I seem to do a TON of laundry. Anyone else? And with #3 on the way it will only increase. I'm not complaining.. I don't really mind.. although at times I have to step back in wonder at just how much laundry I can do each week. Awhile ago, when we started cloth diapering, I bought Country Save detergent in bulk on Amazon. It was inexpensive, easy on the environment, and I could use it both for the diapers and for our clothes. The thing is.. I didn't really like it for our clothes. It didn't seem to really get things clean enough for my liking. I was having a hard time stomaching the price of laundry soap, though. Cue the Duggar's. I love the Duggar's. A family that lives by their convictions, is debt free, and finds a way to be frugal at every turn - I honestly wish I could spend a few days with Michelle Duggar.. or that she was a neighbor.. so I could just watch their family in action. As I was reading through their book (which I totally recommend) I came across their recipe for clothes soap and decided to give it a whirl. (You can find their recipe
HERE.) Within 20 minutes I was done and I had 10 gallons (yep, 10) of laundry soap. And, yes, this is for HE front loaders! Here is how I did it!
· · · ·
# Task objective
Write the next part of the blog post about making homemade laundry soap, picking up right after its last sentence. The rows that follow play no part in the work.

Data listing:
· · · ·
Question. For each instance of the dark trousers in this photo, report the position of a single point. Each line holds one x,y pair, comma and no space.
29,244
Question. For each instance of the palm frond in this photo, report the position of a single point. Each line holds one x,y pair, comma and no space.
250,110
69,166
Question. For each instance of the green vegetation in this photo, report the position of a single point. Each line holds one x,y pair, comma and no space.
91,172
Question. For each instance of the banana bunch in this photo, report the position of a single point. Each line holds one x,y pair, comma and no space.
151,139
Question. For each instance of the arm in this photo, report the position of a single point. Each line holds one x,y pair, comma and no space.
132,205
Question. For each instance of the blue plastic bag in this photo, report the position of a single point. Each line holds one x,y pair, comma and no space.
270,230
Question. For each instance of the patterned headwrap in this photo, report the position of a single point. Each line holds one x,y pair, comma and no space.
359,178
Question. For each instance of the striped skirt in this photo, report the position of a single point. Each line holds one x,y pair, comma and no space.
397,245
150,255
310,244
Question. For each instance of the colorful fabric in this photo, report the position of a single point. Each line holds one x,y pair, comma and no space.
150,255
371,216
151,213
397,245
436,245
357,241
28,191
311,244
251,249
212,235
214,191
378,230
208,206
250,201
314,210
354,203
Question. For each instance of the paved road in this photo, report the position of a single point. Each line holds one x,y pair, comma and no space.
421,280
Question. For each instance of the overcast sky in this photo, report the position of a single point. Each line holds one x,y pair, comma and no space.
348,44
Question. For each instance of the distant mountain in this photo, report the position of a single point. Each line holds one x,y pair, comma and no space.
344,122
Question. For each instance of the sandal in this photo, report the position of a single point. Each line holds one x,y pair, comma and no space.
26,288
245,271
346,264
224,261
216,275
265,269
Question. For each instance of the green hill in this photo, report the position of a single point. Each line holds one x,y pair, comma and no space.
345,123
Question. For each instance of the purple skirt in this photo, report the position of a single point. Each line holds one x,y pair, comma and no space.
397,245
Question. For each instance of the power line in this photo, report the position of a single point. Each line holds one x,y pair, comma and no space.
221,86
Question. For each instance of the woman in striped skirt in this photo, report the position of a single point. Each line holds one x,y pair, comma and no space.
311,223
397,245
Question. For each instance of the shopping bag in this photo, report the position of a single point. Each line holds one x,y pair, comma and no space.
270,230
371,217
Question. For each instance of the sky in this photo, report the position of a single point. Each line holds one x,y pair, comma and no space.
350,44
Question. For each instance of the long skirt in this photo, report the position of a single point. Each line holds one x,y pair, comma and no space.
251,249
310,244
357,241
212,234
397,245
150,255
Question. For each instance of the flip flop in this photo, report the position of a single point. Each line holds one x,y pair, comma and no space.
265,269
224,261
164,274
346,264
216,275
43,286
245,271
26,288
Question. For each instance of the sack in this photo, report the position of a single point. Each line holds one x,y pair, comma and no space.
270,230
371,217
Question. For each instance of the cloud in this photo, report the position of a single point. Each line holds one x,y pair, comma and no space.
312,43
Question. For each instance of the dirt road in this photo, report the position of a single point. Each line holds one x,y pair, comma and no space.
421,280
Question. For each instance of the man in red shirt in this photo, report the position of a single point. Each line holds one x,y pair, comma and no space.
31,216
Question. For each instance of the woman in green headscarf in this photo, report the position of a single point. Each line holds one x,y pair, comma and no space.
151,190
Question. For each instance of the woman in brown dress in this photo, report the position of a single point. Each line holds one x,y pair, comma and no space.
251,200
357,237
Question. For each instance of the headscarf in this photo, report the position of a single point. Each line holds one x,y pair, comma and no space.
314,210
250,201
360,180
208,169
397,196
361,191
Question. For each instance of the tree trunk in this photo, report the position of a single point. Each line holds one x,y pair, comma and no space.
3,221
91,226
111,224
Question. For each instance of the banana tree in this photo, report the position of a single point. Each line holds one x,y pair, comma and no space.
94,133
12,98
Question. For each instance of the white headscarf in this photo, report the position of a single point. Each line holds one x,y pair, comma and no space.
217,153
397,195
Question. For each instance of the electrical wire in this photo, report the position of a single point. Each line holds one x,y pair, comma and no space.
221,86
· · · ·
# Task output
Ingredients for the actual soap:1 bar Fels Naptha, grated (plain ol' Ivory works, too.. just nothing with perfumes or dyes)
4 cups hot water
1 cup Arm and Hammer washing soda (not baking soda, not A&H detergent!!)
1/2 cup Borax
Other necessities:
2 - 5 gallon buckets, plus lids (less than $3 a piece at Walmart)
1/4 cup measure
Soap dispenser (I used a water dispenser I picked up at Walmart, it was about $6)
How to:
Grate soap and add it into the 4 cups of hot water - stir over medium/low heat until dissolved. Fill your two 5 gallon buckets half full with hot water and put half of the soap water mixture in each bucket. Put 1/2 cup Arm and Hammer washing soda in each bucket, as well as 1/4 cup Borax in each bucket. Stir until it is all dissolved.
Because I'm kinda lazy I used a drywall-mixer-attachment-thing to stir it up.. and it worked great!
Fill with more water to the top of the bucket. That's it! At this point, I would recommend filling your soap dispenser up about half way.
FYI, homies: the soap kinda gels up so you have to shake your soap dispenser before each use and you have to stir up the 5 gallon buckets before you refill your soap dispenser. This is why I think it is best to just dilute the mixture when you make it (the Duggar's don't). Also, I still use Country Save for our diapers. I don't know if you can use this on your cloth diapers or not!
1 recipe of this stuff - 640 loads of laundry
1/4 cup of the soap per load.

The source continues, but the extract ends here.